Your copy should match the records exactly, apart from the pictures, which stay out.

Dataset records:
--------

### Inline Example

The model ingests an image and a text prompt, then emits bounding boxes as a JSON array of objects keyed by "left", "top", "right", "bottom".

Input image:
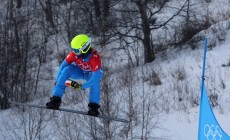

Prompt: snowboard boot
[
  {"left": 87, "top": 102, "right": 100, "bottom": 116},
  {"left": 46, "top": 96, "right": 61, "bottom": 110}
]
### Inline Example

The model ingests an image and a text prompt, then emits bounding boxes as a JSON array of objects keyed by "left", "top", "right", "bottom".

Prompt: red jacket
[{"left": 65, "top": 50, "right": 101, "bottom": 72}]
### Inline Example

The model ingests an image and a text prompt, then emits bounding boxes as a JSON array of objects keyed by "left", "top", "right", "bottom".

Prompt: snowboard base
[{"left": 9, "top": 100, "right": 129, "bottom": 123}]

--------

■ **ANSWER FOR THE TASK**
### Inline Example

The model ingests an image and a text prompt, then emits bounding boxes as a JSON array of objects keyed by "left", "top", "right", "bottom".

Input image:

Prompt: snowboard boot
[
  {"left": 87, "top": 102, "right": 100, "bottom": 116},
  {"left": 46, "top": 96, "right": 61, "bottom": 110}
]
### Inline Example

The model ingests an image and a text prompt, then emits bounding boxes as a JSON array of objects keyed by "left", "top", "right", "bottom".

Prompt: red jacket
[{"left": 65, "top": 50, "right": 101, "bottom": 72}]
### Inline Example

The model ingests an image and a text prompt, then emits bounding boxes as a JSON array of objects keyed by "left", "top", "right", "bottom".

Prompt: snowboard base
[{"left": 9, "top": 100, "right": 129, "bottom": 123}]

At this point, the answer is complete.